▶ [TASKS]:
1/ In the biography of Tony Siscone, what award did he receive in 1987?
2/ Reproduce the stored records from their first line through the line that contains "negative clicks: (310, 51) (124, 69)", with both of those lines included. Leave out the pictures.

▶ [TEXT PASSAGE]:
Tony Siscone (born March 25, 1950) was raised in the Collings Lakes section of Buena Vista Township, New Jersey. A resident of Hammonton, New Jersey, he graduated from Hammonton High School in 1967 and later went on to graduate from Rider University in 1971. Siscone was a successful high school teacher for 17 years. After receiving the "Governor's Teacher of the Year" award in 1987 Tony and his Wife started a successful racing safety equipment business, Safety Connection, for 14 years. In 1976, Siscone married Margaret "Margi" Clark, of Berlin, and they have two Children, Jaclyn (b. 1978) and A.Jay (b. 1981). Most Notably, Siscone was a very successful asphalt modified racecar driver from 1972 through 1994.

Racing career
Tony Siscone began his racing career driving go-karts between 1962-1969. Siscone had 90 victories which resulted in numerous IKF State and Regional go-kart titles. Siscone and his dad competed several times in IKF National Championship go-kart events against factory backed teams finishing in the top 6 twice. 

Siscone began his stock car racing career in 1972 driving the Richie Terruso Brothers' T3 sportsman car to 8 victories at Atlantic City Speedway and Wall Stadium. In 1974 at the Atlantic City Speedway Tony won his first track championship driving the T4 owned by his dad Tony Sr. and Tony Ruberti. 1975-76  Siscone drove the famous #65 car, owned by Johnny Lyons and powered by a Tom Skinner/Lyons chevy racing engine which Tony drove to 12 victories and his 2nd championship. In 1978, Tony also drove the 21X owned by Edward Brown III (6 wins), and the 21 owned by Sal DeBruno (4 wins) winning every race the 2 cars finished resulting in the track championship at the Atlantic City Speedway.

Stored records

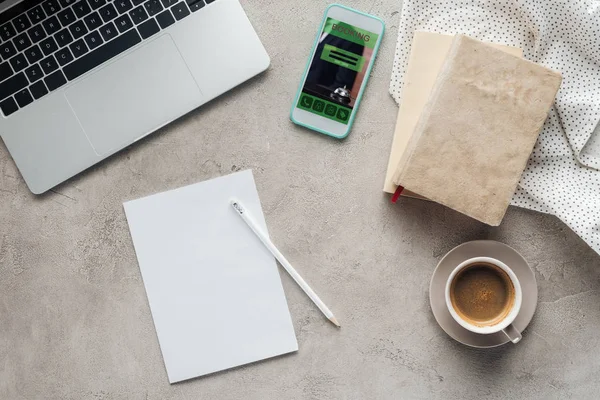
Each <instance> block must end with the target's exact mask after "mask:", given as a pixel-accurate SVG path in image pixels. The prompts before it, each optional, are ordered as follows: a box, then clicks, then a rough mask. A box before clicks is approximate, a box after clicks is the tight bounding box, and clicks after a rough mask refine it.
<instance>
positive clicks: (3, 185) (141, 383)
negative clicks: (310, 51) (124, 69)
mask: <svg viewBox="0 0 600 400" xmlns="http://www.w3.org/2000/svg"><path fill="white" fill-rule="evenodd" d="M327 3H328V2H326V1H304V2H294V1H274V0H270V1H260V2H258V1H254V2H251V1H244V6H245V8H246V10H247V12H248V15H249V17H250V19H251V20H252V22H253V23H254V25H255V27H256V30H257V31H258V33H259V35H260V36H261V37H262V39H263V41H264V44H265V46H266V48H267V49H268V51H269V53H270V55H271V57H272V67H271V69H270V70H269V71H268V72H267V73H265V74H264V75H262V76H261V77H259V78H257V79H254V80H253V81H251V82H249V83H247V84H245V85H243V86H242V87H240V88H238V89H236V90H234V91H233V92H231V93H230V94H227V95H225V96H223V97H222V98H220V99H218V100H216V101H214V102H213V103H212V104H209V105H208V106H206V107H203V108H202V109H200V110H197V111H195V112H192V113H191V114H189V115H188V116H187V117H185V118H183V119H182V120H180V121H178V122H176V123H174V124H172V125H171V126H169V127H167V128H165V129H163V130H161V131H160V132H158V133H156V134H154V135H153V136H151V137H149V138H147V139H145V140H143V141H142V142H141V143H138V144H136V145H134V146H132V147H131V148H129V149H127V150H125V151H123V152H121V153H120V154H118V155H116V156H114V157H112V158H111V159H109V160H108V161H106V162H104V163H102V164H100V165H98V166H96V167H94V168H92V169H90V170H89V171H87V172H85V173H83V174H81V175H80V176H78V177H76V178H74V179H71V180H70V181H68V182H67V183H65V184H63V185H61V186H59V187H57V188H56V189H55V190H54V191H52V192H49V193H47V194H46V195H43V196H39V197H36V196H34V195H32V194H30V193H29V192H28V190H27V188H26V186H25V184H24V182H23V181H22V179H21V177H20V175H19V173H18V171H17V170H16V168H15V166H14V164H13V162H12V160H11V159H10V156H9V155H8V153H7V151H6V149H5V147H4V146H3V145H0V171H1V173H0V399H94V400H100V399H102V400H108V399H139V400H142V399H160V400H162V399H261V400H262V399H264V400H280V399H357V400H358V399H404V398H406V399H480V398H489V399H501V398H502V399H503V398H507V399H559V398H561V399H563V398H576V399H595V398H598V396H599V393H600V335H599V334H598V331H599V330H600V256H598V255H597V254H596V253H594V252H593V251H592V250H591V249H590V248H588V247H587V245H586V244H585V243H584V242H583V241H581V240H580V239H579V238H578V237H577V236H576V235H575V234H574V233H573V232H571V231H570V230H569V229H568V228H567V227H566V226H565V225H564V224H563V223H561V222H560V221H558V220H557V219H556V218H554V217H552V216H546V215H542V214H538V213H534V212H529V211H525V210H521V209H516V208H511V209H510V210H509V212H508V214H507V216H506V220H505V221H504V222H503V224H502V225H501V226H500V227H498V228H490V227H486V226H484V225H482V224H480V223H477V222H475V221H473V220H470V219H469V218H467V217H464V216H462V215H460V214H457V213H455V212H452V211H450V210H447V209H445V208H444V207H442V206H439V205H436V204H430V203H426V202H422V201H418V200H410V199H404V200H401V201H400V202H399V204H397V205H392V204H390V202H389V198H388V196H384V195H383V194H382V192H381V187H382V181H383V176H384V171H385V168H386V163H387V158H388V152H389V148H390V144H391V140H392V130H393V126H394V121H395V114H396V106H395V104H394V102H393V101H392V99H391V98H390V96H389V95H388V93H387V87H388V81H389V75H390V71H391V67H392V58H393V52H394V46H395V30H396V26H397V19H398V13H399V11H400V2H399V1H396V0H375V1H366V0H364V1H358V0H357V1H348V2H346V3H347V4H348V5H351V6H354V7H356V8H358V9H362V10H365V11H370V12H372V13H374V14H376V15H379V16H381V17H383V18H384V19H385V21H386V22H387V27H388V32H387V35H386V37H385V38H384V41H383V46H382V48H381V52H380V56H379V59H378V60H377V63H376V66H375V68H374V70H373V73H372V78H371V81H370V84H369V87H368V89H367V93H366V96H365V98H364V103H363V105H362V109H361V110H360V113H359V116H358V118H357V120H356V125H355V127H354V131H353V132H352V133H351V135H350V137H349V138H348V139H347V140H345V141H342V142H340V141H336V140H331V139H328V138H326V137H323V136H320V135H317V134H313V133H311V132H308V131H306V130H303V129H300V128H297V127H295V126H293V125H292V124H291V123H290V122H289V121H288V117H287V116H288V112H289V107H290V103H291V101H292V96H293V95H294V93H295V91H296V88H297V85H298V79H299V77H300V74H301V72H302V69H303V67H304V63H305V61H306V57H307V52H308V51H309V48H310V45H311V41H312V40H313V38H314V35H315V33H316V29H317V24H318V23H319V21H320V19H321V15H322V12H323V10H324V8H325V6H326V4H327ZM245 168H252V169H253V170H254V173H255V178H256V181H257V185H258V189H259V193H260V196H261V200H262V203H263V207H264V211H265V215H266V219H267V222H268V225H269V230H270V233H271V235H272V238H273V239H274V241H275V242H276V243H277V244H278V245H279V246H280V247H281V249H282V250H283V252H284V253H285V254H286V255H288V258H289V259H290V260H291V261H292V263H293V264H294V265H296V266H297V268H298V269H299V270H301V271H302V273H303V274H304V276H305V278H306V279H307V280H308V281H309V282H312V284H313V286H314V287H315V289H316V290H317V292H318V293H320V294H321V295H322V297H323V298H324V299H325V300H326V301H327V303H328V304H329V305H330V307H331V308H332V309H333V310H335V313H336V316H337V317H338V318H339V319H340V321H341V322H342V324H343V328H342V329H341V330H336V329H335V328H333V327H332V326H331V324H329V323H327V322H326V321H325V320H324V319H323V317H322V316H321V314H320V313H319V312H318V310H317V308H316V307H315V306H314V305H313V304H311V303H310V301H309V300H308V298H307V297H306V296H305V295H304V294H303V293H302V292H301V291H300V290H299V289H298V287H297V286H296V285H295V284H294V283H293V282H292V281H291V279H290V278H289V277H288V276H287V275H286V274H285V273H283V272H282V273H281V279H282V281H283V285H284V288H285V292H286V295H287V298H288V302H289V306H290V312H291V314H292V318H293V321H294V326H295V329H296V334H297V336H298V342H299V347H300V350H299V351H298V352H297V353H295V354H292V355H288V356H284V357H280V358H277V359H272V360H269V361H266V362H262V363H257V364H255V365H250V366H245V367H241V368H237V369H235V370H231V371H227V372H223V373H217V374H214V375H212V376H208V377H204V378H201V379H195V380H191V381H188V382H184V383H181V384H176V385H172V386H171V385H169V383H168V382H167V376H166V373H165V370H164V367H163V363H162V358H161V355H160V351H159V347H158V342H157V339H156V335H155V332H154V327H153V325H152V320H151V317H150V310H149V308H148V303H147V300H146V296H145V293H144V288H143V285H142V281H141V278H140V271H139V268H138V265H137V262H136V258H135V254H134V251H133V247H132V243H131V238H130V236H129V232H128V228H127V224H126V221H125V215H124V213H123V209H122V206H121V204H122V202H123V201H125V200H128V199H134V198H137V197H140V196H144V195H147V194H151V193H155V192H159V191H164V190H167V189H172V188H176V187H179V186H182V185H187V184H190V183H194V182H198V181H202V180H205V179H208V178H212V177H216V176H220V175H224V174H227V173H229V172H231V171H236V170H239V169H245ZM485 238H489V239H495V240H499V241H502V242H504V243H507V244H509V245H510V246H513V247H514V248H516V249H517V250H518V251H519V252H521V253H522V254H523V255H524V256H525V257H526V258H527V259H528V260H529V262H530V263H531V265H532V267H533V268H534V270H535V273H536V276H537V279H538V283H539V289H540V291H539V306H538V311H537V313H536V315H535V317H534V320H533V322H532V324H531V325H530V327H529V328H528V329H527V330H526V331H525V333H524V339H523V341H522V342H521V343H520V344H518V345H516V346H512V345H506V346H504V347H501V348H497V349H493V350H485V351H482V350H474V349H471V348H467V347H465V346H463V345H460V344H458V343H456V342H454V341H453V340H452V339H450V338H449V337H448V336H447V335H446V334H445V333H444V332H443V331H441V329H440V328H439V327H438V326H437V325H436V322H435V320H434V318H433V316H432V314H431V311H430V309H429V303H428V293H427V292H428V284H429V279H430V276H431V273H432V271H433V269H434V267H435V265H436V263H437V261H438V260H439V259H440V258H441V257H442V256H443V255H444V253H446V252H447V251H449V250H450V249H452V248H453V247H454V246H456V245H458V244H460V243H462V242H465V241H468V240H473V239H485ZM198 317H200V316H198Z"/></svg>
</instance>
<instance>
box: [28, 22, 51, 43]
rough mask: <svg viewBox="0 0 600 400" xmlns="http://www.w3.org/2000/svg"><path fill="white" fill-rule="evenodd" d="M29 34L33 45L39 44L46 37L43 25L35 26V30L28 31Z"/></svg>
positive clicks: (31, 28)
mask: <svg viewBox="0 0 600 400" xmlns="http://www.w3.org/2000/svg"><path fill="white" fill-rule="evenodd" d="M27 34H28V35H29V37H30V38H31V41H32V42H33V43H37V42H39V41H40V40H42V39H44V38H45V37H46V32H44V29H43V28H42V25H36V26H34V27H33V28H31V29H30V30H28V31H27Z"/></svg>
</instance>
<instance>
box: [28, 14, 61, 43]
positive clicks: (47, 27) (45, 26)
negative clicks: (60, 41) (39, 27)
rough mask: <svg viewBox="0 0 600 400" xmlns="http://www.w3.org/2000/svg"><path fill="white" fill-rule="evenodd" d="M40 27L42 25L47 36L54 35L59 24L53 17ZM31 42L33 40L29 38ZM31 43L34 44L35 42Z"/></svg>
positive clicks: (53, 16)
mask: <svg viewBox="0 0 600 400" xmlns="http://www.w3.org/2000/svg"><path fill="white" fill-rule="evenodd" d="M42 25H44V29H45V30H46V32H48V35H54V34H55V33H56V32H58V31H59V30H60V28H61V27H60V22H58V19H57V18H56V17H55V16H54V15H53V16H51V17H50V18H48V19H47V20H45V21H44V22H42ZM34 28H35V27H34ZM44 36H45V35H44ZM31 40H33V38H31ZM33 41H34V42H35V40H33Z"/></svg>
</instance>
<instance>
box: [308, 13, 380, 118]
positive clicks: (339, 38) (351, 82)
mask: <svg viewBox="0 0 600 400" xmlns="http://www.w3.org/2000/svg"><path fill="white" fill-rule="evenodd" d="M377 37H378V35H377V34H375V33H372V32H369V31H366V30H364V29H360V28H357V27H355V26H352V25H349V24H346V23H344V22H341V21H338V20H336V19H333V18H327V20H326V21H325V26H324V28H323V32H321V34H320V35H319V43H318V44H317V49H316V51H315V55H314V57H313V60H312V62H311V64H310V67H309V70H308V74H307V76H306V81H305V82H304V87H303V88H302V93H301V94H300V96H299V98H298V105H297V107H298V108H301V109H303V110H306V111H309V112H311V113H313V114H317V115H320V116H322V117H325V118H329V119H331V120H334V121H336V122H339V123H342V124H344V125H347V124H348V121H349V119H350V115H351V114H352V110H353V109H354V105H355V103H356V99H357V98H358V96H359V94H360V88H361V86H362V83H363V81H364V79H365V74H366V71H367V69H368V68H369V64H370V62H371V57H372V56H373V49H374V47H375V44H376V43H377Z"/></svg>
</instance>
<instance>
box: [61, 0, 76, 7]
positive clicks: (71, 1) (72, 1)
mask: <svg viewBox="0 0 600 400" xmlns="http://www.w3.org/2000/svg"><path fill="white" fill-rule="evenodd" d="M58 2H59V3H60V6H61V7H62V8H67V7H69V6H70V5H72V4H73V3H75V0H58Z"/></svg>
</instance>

▶ [EXERCISE RESPONSES]:
1/ The "Governor's Teacher of the Year" award.

2/
Each <instance> block must end with the target's exact mask after "mask:", given as a pixel-accurate SVG path in image pixels. The prompts before it, each optional, are ordered as follows: a box, then clicks, then a rough mask. A box before clicks is approximate, a box after clicks is the tight bounding box, and clicks after a rough mask refine it.
<instance>
positive clicks: (3, 185) (141, 383)
negative clicks: (310, 51) (124, 69)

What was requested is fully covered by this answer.